■ WHAT YOU NEED TO DO
a. Please copy the mailing-list message about Erlang documentation word for word, from "And how likely" to "to get started?".
b. Write the next part of the mailing-list message about Erlang documentation, picking up after its last sentence.

■ PAGE EXTRACT
:::

[erlang-questions] FOP (was: Re: Trace-Driven Development)

Michael Turner <>
Thu Jun 7 10:40:51 CEST 2012


OK, how do I get started then?

And how likely is it that, someday soon, every page on the website
will have a link at the top saying, "See an error? Here's how to
help." With those instructions on how to get started?

Occasionally accepting documentation patches whenever offered doesn't
seem to be resulting in cleanup of errors that have been hanging
around in the documentation for years.

-michael turner



On Thu, Jun 7, 2012 at 5:06 PM, Gustav Simonsson <> wrote:
> On 2012-06-06 12:36, Joe Armstrong wrote:
>>
>> On Wed, Jun 6, 2012 at 9:26 AM, Michael Turner
>> <>  wrote:
>>>>
>>>> What we really need is a small number of good technical writers
>>>> and money to pay them.
>>>
>>> Agreed. But guess what? Page after page of Erlang/OTP documentation
>>> can be produced as evidence that the team doesn't have the budget for
>>> it.
>>
>> Correct. The Erlang/OTP documentation  has never had a specific budget.
>> The documentation has to be "good enough for internal use" -
>> Internally you can "always ask the guy who wrote the code" - it is a
>> source of never-ending amazement
>> to me that external users can figure out how do do things *without* asking
>> the
>> authors. For external use the documentation must be better.
>
>
> Today the OTP team have dedicated resources for reviewing patches. This
> means that
> if you write a documentation patch it's almost guaranteed to be included
> following a review,
> provided it improves the documentation. The time to review a documentation
> change is also
> typically much shorter compared to reviews of code changes, and can often be
> done by
> more team members.
>
> The number of documentation patches from the open-source community has been
> growing,
> with a nice amount included in R15B and R15B01. Hopefully we'll see even
> more doc patches
> as the Erlang community grows.
>
> Regards,
> Gustav Simonsson
> Erlang/OTP team
>
>
>>
>> I agree with Richard on this one - a wiki cannot answer "why" questions -
>> inspecting the code might reveal *how* it works but not *why* it was
>> written this way.
>> I don't want to guess why code does what it does - I want the author to
>> tell me.
>>
>> My person favorite model is "one author - many eyes".
>>
>> I'm really impressed by the real-world haskell site (see for example
>> http://book.realworldhaskell.org/read/functional-programming.html)
>>
>> This is a "three authors many eyes" publication. The authors are
>> responsable
>> for the text - but many people can comment, and the barrier for entry
>> for commenting is very small. The comments can be replied to by other
>> people who read the text
>> and the discussion takes place exactly where it should (ie "under" the
>> paragraph).
>> This way, long discussions about clocks and how they work, can be hidden
>> away
>> under the paragraphs in the text to which they refer.
>>
>> In later versions the authors can choose to revise the text in the
>> light of the comments or ignore them.
>>
>> When my prag book was published it first came out as PDF version, when
>> 70% was written - overnight I has comments on 500 pages of text - this
>> was * incredibly* helpful and really improved the quality of the text.

:::

■ DATASET EXCERPTS
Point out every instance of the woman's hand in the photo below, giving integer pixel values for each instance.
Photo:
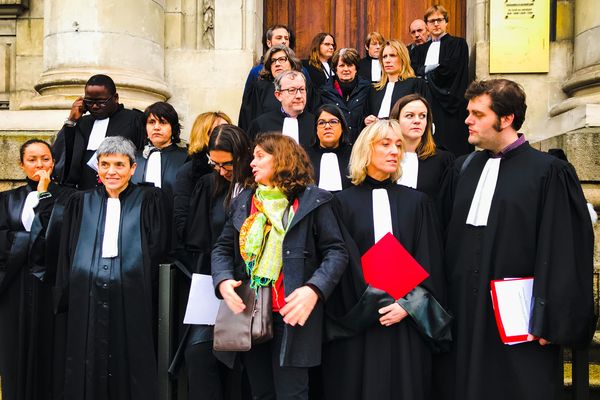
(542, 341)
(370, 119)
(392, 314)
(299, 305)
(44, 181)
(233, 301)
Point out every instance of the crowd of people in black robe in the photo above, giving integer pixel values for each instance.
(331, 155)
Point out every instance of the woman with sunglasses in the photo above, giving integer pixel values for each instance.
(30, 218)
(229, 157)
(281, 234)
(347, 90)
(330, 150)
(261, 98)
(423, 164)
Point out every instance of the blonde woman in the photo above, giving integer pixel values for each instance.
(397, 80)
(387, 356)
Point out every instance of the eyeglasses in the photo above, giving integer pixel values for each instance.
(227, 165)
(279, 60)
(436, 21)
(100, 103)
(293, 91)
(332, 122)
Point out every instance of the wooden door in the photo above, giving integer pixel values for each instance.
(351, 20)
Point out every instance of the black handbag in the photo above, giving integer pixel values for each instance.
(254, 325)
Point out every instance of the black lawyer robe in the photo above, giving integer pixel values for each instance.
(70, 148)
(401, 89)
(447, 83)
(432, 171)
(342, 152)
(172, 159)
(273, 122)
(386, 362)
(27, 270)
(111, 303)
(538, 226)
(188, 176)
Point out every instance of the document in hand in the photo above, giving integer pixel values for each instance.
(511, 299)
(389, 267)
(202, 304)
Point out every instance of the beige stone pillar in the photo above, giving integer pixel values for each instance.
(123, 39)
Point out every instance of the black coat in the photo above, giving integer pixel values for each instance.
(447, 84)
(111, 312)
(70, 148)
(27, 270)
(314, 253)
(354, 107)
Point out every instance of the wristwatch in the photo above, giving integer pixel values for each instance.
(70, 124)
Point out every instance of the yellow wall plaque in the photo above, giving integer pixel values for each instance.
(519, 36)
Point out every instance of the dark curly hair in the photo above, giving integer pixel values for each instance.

:::

■ THE ANSWERS
a.
And how likely is it that, someday soon, every page on the website
will have a link at the top saying, "See an error? Here's how to
help." With those instructions on how to get started?

b.
>> I got immediate feedback at a paragraph level - so was able to
>> reformulate the text *before* chopping down a load of trees.
>>
>> This is the best of worlds - the book still has a "voice" a point of
>> view that I can
>> agree with or disagree with - but many eyes can review the text and find
>> typos
>> and point out things that they do not understand or which need further
>> clarification.
>>
>> I am currently trying to make a similar system for the Erlang
>> documentation
>> that is inspired by the real-world haskell web-site - so hopefully
>> this will improve matters.
>>
>> Given that we are not going to suddenly employ a host of professional
>> technical writers to improve the documentation, I hope a user-driven
>> commenting system with
>> low barriers for entry will help improve matters. We will see, this is
>> an experiment after all.
>>
>> I also wish to target e-books - so I can read all the documentation on
>> a pad computer.
>>
>>
>>> For example, this very thread branches off from a discussion of
>>> tracing that includes a fight over what I consider an egregious
>>> omission from the seq_trace documentation. And here's one of the
>>> relevant pages about Erlang tracing, from 2007
>>>
>>>
>>>  http://web.archive.org/web/20071116203524/http://www.erlang.org//doc/apps/et/et_intro.html
>>>
>>> Grammatical error: "The following prerequisites is required for
>>> understanding ...."
>>>
>>> Here's that same page, now:
>>>
>>>  http://www.erlang.org/doc/apps/et/et_intro.html
>>>
>>> Same damned error. And, just after the heading "1.1  Scope and
>>> Purpose", there's a new error: a paragraph consisting of a single
>>> apostrophe.
>>>
>>> Both versions contain a chilling circularity in the "prerequisites":
>>> "familiarity with the Erlang system and Erlang programming in general
>>> and the especially the art of Erlang tracing."
>>>
>>> "Especially the art of Erlang tracing"? But, um, wait: isn't "the art
>>> of Erlang tracing" precisely what I'm aiming to learn, in reading the
>>> "et" documentation for which this passage is the introduction? Or if
>>> not, well, where DO I pick that up?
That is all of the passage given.